> _Exercise_
The records below are to be quoted in full; please keep every word exact.

Records excerpted from a collection
==*==
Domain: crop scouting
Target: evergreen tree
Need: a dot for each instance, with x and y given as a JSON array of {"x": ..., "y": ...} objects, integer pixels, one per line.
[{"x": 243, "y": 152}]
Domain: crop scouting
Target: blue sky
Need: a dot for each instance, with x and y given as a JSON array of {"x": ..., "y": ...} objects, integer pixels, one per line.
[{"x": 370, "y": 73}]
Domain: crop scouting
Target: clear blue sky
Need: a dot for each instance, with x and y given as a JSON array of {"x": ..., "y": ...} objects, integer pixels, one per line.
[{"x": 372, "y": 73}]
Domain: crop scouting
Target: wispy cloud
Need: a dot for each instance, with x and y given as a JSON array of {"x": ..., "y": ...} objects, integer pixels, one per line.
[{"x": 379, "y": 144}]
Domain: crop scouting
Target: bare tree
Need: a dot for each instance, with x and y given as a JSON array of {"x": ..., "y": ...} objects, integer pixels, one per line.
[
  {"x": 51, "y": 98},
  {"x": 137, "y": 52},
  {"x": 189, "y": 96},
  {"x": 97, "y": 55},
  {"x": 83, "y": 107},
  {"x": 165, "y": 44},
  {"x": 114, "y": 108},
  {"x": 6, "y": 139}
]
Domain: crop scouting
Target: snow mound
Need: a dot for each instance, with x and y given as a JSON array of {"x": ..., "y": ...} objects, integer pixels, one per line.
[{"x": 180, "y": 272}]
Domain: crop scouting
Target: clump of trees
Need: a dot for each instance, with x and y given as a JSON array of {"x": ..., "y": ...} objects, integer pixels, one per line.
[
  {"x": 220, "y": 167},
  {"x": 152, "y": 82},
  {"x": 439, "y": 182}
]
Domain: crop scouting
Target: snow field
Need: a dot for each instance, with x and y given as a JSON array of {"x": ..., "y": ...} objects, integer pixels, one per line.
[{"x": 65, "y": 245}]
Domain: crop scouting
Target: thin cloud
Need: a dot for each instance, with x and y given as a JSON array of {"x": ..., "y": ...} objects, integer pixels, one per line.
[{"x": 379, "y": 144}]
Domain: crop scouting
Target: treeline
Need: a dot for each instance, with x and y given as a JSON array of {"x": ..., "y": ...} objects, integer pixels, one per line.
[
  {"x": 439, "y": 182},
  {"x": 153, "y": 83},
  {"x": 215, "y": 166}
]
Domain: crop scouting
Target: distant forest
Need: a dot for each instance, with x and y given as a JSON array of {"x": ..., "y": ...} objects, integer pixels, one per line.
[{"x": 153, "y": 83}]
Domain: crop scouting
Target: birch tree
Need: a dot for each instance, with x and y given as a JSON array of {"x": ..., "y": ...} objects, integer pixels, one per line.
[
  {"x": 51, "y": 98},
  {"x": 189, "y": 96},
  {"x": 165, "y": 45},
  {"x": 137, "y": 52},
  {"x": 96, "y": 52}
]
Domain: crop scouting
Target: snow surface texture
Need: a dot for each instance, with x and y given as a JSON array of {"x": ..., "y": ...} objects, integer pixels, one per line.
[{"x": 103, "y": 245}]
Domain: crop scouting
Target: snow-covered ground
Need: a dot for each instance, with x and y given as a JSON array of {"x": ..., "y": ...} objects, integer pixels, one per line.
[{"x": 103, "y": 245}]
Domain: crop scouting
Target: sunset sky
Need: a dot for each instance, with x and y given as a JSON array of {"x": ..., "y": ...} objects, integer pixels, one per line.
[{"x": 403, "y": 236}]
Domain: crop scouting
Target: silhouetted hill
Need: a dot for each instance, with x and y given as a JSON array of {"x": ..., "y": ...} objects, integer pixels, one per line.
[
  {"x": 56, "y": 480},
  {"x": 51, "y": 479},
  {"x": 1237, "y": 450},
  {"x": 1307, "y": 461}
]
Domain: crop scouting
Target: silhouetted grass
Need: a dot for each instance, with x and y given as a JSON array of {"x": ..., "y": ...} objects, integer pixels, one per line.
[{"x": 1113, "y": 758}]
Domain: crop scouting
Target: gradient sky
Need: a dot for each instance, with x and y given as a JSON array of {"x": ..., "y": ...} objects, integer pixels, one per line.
==*==
> _Exercise output_
Domain: crop scouting
Target: evergreen tree
Need: a dot for each instance, with x and y given as a JSON array of {"x": ..., "y": ...} objects, integer pixels, one per line.
[{"x": 243, "y": 152}]
Domain: crop scouting
Target: blue sky
Need: a dot for each instance, with x and y given as a JSON array of {"x": ..., "y": ...} objects, integer pixels, one per line.
[{"x": 370, "y": 73}]
Domain: crop scouting
Target: clear blue sky
Need: a dot for each instance, with x and y given as a JSON array of {"x": ..., "y": ...} objects, integer pixels, one per line.
[{"x": 372, "y": 73}]
Domain: crop scouting
Target: wispy cloud
Need: a dot for each instance, with x and y given as a JSON array of {"x": ..., "y": ...} objects, integer pixels, one per line.
[{"x": 379, "y": 144}]
Domain: crop scouting
Target: bare tree
Need: a dot for each instance, with x and y given as a JSON array of {"x": ..., "y": ...} objects, integer pixels, one per line.
[
  {"x": 51, "y": 98},
  {"x": 137, "y": 52},
  {"x": 189, "y": 96},
  {"x": 97, "y": 55},
  {"x": 83, "y": 107},
  {"x": 165, "y": 44},
  {"x": 114, "y": 108},
  {"x": 6, "y": 139}
]
Domain: crop scouting
Target: snow mound
Need: a dot for each instance, with x and y given as a JSON array of {"x": ..., "y": ...} objects, integer pixels, one per line.
[{"x": 180, "y": 272}]
Domain: crop scouting
Target: clump of trees
Need: a dot for each instance, with x and y given as a JSON array of {"x": ..., "y": ...} objects, integer pixels, one per line.
[
  {"x": 220, "y": 167},
  {"x": 152, "y": 82},
  {"x": 439, "y": 182}
]
Domain: crop scouting
Target: snow field
Need: a dot for each instance, with x and y given as a JSON array of {"x": ..., "y": ...} objects, integer pixels, one per line.
[{"x": 65, "y": 245}]
Domain: crop scouting
Target: thin cloud
Need: a dot for each instance, with x and y given as a JSON array of {"x": ..., "y": ...} objects, integer pixels, one per line.
[{"x": 379, "y": 144}]
Domain: crop scouting
Target: treeline
Need: a dot for each instance, with x and y given as a JSON array of {"x": ..., "y": ...} objects, integer pixels, one per line.
[
  {"x": 439, "y": 182},
  {"x": 153, "y": 83},
  {"x": 215, "y": 166}
]
Domain: crop scouting
Target: distant forest
Need: a dot for each instance, with x and y given as a JSON array of {"x": ..., "y": ...} objects, integer pixels, one per line.
[{"x": 153, "y": 83}]
Domain: crop scouting
Target: birch tree
Need: a dot for each instance, with x and y given as a JSON array of {"x": ..., "y": ...} objects, integer pixels, one per line.
[
  {"x": 51, "y": 98},
  {"x": 189, "y": 96},
  {"x": 165, "y": 45},
  {"x": 137, "y": 52},
  {"x": 96, "y": 52}
]
Domain: crop scouting
Target: snow surface texture
Need: a dot for each instance, with x and y given as a JSON array of {"x": ..., "y": ...} objects, integer pixels, one per line.
[{"x": 103, "y": 245}]
Domain: crop scouting
Target: snow-covered ground
Need: a dot for each instance, with x and y given as a JSON array of {"x": ..., "y": ...} objects, integer pixels, one per line.
[{"x": 103, "y": 245}]
Domain: crop scouting
Target: sunset sky
Need: a dot for each instance, with x and y given as a JSON array of {"x": ..., "y": ...} objects, integer pixels, one per line.
[{"x": 403, "y": 236}]
Domain: crop scouting
Target: silhouetted hill
Need: a dot for each instance, with x and y given as a JSON array of {"x": ..., "y": ...} objects, integer pixels, one per line.
[
  {"x": 56, "y": 480},
  {"x": 51, "y": 479},
  {"x": 1237, "y": 450},
  {"x": 1307, "y": 461}
]
Domain: crop scouting
Target: silhouetted grass
Need: a dot for each instance, with x and y given as a JSON array of {"x": ..., "y": ...} objects, integer pixels, one per line.
[{"x": 1113, "y": 758}]
Domain: crop scouting
Target: gradient sky
Need: a dot for each instance, with x and y given as a JSON array of {"x": ..., "y": ...} objects, integer pixels, one per line.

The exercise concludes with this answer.